◆ EXTRACT TO READ
9. The contactor according to claim 8 wherein said high current
terminal comprises an external knurled surface.
10. The contactor according to claim 8 further comprising a coil
housing surrounding said coil, said coil housing formed of two
separate identical sections arranged symmetrically.
11. The contactor according to claim 8 wherein said armature
further comprises a plunger, a plunger rod, and a plunger washer,
said plunger, plunger rod and plunger washer formed as individual
components.
12. The contactor according to claim 8 further comprising a
headspring, said headspring mated onto an end of said coil assembly
and biased against said housing unit end wall.
13. The contactor according to claim 12 further comprising a well
located in said end wall, said well receiving said headspring.
14. The contactor according to claim 8, wherein said cover further
comprises a mounting bracket.
15. A contactor comprising: an insulating housing having an open
end and an enclosed end wall spaced apart from said open end, said
housing unit defining a cavity, said cavity including
longitudinally disposed channels; said end wall including a pair of
high current terminals protruding through said end wall, each of
said high current terminals defining an internally located contact
pad within said cavity, said end wall including at least one low
current terminal protruding through said end wall and forming
contact means within said cavity; a coil assembly proximate to said
open end of said housing unit, said coil assembly comprising: a
bobbin, a coil wound on said bobbin, said bobbin comprising a pair
of bobbin ends with at least one radially extending projection from
at least one of said bobbin ends, each projection including a
receptacle for receiving connection means, said connection means
connected to said contact means, coupling means to connect said
coil to said connection means, said projection receiving said
coupling means, said receptacle nested in one of said longitudinal
channels, an axially movable armature projecting from said bobbin
terminating in a contact disc, said contact disc being in a
bridgeable relationship with said contact pads; and a cover
fastened to said open end of said housing, said cover securing said
coil assembly within said housing.

◆ EXTRACTED DATA
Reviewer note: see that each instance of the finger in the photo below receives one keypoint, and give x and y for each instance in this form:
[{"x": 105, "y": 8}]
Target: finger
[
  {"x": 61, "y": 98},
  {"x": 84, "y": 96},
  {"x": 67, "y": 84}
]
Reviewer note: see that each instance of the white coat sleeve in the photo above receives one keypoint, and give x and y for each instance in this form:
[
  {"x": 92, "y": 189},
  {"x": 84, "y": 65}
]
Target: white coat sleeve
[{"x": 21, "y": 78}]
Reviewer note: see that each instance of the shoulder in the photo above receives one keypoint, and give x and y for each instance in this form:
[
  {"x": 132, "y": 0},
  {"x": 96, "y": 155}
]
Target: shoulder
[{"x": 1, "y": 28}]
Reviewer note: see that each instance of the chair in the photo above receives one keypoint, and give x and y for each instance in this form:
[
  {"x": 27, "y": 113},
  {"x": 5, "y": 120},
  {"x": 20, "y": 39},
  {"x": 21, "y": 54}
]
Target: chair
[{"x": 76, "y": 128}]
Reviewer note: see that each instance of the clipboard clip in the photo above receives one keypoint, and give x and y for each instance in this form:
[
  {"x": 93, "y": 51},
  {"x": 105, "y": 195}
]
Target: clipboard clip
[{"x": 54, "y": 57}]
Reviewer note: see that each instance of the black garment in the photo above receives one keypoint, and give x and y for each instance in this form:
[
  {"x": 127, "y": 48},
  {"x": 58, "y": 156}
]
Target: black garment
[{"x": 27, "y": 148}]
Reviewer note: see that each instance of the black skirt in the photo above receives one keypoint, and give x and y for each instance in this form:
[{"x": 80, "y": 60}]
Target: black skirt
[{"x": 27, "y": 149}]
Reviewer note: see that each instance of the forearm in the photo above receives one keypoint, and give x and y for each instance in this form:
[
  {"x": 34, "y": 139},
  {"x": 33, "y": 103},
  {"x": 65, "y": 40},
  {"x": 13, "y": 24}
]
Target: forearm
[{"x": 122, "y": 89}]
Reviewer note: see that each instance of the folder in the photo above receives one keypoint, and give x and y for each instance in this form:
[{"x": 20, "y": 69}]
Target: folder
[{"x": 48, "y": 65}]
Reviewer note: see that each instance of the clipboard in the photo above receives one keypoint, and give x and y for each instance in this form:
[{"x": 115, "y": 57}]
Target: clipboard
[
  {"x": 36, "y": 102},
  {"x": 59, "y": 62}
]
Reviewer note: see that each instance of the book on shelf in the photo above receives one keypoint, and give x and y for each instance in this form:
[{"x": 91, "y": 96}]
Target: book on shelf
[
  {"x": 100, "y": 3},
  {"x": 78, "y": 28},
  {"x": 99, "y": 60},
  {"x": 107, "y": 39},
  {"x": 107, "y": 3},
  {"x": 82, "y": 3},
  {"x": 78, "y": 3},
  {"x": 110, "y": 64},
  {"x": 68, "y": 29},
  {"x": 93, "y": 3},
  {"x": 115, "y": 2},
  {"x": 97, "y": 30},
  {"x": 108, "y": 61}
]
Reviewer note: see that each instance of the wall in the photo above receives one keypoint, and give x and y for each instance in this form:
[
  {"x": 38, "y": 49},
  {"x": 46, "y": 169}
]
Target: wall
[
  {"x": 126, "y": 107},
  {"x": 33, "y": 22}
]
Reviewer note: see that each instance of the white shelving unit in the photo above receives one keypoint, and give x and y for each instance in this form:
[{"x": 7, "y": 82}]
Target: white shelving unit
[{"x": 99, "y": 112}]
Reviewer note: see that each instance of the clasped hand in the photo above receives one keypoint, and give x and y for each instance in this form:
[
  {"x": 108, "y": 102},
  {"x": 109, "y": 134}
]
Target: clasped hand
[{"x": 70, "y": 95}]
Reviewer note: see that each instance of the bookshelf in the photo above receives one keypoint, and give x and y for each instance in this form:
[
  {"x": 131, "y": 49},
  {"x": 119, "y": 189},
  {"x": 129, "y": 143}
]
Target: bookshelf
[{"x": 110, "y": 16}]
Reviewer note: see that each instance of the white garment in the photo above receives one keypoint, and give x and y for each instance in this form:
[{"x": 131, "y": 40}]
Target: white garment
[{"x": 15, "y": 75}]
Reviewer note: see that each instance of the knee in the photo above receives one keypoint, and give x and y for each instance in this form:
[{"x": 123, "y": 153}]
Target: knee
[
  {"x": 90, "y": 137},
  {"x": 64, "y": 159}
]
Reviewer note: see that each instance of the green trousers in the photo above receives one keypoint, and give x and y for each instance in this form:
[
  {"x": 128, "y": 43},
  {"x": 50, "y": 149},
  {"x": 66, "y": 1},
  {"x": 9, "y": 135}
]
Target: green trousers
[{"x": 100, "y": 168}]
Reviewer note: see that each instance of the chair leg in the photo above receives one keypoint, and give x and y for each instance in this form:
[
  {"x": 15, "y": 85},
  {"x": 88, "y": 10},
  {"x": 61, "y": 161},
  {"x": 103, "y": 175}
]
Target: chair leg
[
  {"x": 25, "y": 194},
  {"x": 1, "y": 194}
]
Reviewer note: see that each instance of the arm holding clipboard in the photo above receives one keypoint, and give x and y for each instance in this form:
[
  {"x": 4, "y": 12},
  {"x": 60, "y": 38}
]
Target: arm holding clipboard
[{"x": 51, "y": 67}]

◆ EXERCISE DESCRIPTION
Copy the contactor claims word for word from "11. The contactor" to "unit end wall.".

◆ ANSWER TO THIS EXERCISE
11. The contactor according to claim 8 wherein said armature
further comprises a plunger, a plunger rod, and a plunger washer,
said plunger, plunger rod and plunger washer formed as individual
components.
12. The contactor according to claim 8 further comprising a
headspring, said headspring mated onto an end of said coil assembly
and biased against said housing unit end wall.